Please give the amount of the highest GDPR fine according to the GDPR breach report, and name the company it was imposed on.

(Exercise text begins)

Netherlands, Germany and the UK top rankings for the number of breach notifications; disparities found in levels of reporting across EU member states.

More than 59,000 data breach notifications have been reported across the European Economic Area by public and private organisations since the General Data Protection Regulation – GDPR – came into force back on 25th May 2018.

According GDPR Data Breach Survey from law firm DLA Piper, Germany, the UK and the Netherlands are the highest-offending countries, with approximately 15,400, 12,600, and 10,600 reported breaches, respectively. The lowest numbers of reported breaches were made in Liechtenstein, Iceland and Cyprus, with 15, 25 and 35 reported breaches respectively.

The Netherlands, with 89.8 reported breaches per 100,000 people, came top of the list when the number of notifications were weighted against country populations, followed by Ireland and Denmark. Of the 26 EEA countries where breach notification data is available, the UK, Germany and France ranked 10th, 11th and 21st respectively on a reported fine per capita basis. Greece, Italy and Romania reported the fewest number of breaches per capita, the DLA Piper study found.

To date, 91 penalty fines have been reported. Not all of these relate to personal data breach and several relate to other infringements of GDPR. The highest GDPR fine imposed is €50m, which was made against Google on 21 January 2019. This was a French decision in relation to the processing of personal data for advertising purposes without valid authorisation, rather than a personal data breach.

(Exercise text ends)
(Study material begins)

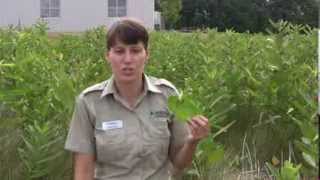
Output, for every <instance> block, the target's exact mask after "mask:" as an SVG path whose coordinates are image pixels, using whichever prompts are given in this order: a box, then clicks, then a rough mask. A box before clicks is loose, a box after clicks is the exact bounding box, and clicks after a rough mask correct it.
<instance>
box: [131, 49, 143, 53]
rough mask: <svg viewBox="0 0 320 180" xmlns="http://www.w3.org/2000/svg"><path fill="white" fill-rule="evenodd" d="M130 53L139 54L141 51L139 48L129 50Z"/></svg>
mask: <svg viewBox="0 0 320 180" xmlns="http://www.w3.org/2000/svg"><path fill="white" fill-rule="evenodd" d="M131 51H132V52H133V53H139V52H140V51H141V49H139V48H134V49H131Z"/></svg>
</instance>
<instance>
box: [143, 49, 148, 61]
mask: <svg viewBox="0 0 320 180" xmlns="http://www.w3.org/2000/svg"><path fill="white" fill-rule="evenodd" d="M148 61H149V50H148V49H147V50H146V61H145V62H144V63H145V64H147V63H148Z"/></svg>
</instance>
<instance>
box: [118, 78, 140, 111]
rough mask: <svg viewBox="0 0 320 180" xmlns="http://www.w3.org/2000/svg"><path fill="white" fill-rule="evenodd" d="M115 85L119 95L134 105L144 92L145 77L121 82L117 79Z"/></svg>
mask: <svg viewBox="0 0 320 180" xmlns="http://www.w3.org/2000/svg"><path fill="white" fill-rule="evenodd" d="M115 85H116V88H117V90H118V93H119V95H120V96H121V97H122V98H123V99H124V100H126V101H127V102H128V103H129V104H130V105H133V104H134V103H135V101H136V100H137V99H138V97H139V96H140V95H141V94H142V92H143V88H144V87H143V86H144V83H143V79H142V78H141V79H137V80H136V81H134V82H131V83H126V82H124V83H121V82H119V81H117V80H115Z"/></svg>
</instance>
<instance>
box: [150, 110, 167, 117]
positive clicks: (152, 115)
mask: <svg viewBox="0 0 320 180" xmlns="http://www.w3.org/2000/svg"><path fill="white" fill-rule="evenodd" d="M150 115H151V117H154V118H167V117H169V116H170V113H169V112H168V111H163V110H159V111H151V112H150Z"/></svg>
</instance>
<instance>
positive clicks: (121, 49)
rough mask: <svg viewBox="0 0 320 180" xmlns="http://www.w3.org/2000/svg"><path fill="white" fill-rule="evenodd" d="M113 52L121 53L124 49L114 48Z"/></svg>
mask: <svg viewBox="0 0 320 180" xmlns="http://www.w3.org/2000/svg"><path fill="white" fill-rule="evenodd" d="M114 52H115V53H117V54H122V53H123V52H124V51H123V50H122V49H115V50H114Z"/></svg>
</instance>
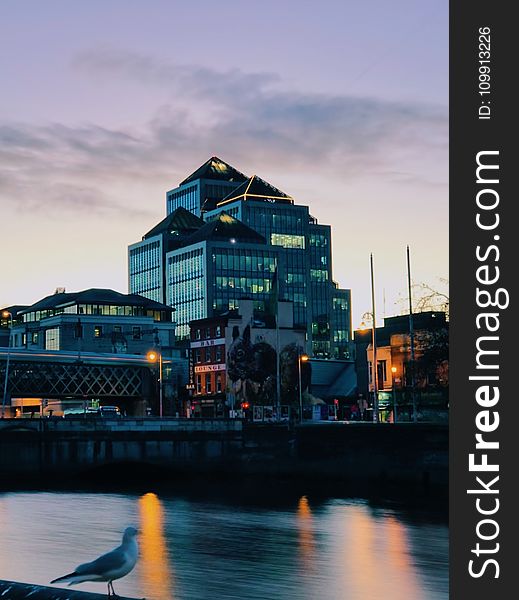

(Study material ends)

■ Solution below:
€50m, imposed on Google.